** GIVEN DATA follows **
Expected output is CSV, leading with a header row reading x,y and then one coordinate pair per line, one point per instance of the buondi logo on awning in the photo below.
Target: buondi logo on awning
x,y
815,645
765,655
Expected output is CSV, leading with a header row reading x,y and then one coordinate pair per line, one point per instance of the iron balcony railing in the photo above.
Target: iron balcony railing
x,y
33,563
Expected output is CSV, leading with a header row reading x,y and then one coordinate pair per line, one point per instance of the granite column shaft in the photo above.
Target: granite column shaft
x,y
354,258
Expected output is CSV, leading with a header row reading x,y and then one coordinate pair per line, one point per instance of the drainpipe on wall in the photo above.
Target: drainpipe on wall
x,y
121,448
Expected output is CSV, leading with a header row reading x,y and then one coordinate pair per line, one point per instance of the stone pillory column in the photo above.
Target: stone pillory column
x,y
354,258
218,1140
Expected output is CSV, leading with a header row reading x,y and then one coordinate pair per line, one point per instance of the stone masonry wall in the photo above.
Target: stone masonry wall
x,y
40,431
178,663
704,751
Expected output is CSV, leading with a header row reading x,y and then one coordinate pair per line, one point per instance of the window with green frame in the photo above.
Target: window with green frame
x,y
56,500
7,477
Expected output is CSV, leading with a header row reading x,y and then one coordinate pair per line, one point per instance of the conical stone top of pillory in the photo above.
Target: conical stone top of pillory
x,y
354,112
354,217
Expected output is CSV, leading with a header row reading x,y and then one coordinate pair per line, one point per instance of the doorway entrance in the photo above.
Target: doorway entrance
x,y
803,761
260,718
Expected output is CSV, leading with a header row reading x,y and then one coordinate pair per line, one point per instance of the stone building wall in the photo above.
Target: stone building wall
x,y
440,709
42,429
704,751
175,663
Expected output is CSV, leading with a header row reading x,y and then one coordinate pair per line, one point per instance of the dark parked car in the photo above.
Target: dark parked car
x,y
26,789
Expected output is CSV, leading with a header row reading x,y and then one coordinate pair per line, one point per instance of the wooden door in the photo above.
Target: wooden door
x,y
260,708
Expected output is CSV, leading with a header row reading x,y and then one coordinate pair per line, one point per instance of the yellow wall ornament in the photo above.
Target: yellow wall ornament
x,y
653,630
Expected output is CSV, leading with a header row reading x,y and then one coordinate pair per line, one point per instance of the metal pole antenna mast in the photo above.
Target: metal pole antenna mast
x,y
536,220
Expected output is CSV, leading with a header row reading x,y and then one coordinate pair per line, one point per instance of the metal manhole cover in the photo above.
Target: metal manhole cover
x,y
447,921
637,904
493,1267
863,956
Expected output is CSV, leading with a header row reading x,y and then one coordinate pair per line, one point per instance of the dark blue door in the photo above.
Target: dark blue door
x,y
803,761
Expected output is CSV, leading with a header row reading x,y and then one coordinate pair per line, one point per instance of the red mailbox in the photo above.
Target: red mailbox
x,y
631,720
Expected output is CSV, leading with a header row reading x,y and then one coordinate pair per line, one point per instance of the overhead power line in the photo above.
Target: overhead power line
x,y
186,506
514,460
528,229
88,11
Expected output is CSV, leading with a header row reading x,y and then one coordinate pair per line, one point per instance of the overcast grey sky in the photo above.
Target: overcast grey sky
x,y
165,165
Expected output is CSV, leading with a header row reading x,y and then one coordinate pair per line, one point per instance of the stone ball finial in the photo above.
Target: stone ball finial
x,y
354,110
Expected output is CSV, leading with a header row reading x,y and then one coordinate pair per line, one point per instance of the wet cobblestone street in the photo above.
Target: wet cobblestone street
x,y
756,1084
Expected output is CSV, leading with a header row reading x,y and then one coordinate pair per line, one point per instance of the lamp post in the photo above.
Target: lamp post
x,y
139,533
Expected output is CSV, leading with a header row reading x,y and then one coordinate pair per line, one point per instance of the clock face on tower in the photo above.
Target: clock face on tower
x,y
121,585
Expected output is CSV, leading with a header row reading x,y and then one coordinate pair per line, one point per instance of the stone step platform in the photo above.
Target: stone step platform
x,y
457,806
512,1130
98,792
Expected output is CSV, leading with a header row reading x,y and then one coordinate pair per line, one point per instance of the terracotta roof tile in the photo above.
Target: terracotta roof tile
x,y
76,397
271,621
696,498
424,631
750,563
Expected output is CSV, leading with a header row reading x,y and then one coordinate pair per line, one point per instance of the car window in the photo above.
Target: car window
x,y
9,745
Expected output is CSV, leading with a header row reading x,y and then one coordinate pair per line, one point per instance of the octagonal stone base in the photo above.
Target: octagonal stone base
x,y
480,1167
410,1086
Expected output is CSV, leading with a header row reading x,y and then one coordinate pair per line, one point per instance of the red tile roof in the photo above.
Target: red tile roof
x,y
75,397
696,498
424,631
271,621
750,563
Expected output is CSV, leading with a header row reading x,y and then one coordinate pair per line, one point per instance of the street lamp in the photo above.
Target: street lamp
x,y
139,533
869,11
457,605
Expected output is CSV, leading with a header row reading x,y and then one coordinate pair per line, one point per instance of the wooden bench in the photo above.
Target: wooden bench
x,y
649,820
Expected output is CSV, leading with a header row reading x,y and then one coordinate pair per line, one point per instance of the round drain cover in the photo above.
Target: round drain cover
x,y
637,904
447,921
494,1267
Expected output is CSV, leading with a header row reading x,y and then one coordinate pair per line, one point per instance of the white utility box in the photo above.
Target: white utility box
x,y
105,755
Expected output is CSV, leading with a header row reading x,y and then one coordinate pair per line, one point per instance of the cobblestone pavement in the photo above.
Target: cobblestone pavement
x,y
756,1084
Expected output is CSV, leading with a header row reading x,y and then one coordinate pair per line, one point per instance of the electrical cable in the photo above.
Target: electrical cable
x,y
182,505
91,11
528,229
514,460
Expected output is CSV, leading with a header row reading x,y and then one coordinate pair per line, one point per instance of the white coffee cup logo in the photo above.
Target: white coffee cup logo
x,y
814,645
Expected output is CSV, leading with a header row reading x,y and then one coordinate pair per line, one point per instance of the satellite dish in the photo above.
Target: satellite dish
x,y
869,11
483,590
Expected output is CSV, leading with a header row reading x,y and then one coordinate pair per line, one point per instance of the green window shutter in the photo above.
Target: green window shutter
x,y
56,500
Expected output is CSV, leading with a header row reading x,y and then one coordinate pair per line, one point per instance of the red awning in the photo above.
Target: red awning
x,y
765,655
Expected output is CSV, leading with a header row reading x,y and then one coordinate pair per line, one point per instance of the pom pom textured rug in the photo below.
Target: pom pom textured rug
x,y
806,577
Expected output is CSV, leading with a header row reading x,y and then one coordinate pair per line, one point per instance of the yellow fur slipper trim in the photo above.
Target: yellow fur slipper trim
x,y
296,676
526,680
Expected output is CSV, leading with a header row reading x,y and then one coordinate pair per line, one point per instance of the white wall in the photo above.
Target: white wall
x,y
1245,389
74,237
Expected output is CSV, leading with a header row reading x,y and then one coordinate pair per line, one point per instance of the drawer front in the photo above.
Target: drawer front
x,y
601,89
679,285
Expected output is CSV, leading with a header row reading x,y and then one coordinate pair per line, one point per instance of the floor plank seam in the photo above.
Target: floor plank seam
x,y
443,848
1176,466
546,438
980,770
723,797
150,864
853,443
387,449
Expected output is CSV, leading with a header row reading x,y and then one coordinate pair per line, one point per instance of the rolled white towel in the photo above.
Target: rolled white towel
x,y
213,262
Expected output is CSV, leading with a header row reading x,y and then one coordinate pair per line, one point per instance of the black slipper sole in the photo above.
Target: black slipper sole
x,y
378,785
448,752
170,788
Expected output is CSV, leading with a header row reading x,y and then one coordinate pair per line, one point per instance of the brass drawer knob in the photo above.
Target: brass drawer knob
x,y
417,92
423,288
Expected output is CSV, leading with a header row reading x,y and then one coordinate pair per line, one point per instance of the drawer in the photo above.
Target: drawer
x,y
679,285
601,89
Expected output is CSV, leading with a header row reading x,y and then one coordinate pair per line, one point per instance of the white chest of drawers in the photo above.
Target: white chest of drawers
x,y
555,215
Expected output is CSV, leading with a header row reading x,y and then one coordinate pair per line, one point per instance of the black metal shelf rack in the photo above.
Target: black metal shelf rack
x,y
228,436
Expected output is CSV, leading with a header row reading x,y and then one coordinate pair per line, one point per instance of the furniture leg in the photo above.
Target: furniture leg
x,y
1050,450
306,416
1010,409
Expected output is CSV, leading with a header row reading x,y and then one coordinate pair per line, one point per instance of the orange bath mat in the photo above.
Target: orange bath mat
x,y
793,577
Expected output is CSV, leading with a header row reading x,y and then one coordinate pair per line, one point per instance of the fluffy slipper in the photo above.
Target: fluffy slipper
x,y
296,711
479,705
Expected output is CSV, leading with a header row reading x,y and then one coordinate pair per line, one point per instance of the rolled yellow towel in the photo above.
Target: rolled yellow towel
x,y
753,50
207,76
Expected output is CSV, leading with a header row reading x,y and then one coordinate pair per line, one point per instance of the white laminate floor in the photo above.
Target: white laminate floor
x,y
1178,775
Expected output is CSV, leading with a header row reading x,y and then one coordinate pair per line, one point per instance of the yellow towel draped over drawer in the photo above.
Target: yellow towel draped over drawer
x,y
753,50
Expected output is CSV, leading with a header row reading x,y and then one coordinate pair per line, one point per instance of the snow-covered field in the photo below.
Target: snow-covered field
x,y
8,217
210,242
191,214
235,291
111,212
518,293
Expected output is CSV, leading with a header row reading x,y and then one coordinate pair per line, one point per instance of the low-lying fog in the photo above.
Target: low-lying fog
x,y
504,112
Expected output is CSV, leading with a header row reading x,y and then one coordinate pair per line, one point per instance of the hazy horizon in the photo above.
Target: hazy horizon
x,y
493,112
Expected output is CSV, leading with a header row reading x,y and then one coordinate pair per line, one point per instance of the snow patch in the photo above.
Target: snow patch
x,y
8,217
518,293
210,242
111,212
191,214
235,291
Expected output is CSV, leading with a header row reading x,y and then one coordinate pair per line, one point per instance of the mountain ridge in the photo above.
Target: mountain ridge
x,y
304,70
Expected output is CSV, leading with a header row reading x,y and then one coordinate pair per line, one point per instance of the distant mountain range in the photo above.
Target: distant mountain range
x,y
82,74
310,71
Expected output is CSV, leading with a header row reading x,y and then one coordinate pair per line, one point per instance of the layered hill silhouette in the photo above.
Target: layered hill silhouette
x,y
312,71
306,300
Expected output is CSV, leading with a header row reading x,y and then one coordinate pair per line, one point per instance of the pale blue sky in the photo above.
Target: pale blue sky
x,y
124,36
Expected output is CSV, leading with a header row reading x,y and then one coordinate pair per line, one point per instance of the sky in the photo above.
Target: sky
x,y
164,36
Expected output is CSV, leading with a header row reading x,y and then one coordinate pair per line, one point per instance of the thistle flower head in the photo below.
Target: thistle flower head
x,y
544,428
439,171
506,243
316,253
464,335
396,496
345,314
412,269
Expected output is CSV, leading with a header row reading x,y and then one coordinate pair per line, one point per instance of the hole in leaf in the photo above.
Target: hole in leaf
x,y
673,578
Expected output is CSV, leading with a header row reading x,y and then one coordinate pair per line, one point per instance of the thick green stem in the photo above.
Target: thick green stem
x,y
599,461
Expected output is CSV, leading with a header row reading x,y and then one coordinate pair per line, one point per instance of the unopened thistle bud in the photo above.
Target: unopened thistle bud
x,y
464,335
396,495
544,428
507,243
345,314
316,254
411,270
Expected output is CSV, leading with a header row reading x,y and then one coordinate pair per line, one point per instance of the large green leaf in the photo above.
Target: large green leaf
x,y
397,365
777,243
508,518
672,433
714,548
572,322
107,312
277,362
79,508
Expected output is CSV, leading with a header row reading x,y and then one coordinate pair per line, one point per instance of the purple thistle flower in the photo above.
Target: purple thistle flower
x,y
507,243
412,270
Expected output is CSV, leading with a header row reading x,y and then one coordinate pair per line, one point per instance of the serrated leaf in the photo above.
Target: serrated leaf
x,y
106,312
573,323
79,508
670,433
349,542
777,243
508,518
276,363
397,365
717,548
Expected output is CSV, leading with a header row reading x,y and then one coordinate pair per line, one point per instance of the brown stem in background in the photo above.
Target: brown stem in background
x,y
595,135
** End of GIVEN DATA **
_PROBLEM REQUIREMENTS_
Pull out every line of the entries that includes the word "below".

_RESPONSE TO THIS EXERCISE_
Expected output is CSV, leading with a header row reading x,y and then one coordinate pair per line, one point per instance of the buondi logo on awning in the photo below.
Expected output is CSV, leading with a header row reading x,y and then one coordinate pair per line, one point per instance of the pom pom textured rug in the photo below.
Expected output is CSV, leading with a header row reading x,y and then one coordinate pair per line, one point per instance of the snow-covered field in the photo below.
Expected output is CSV, leading with a header row reading x,y and then one coordinate pair per line, one point per instance of the thistle flower head in the photo below.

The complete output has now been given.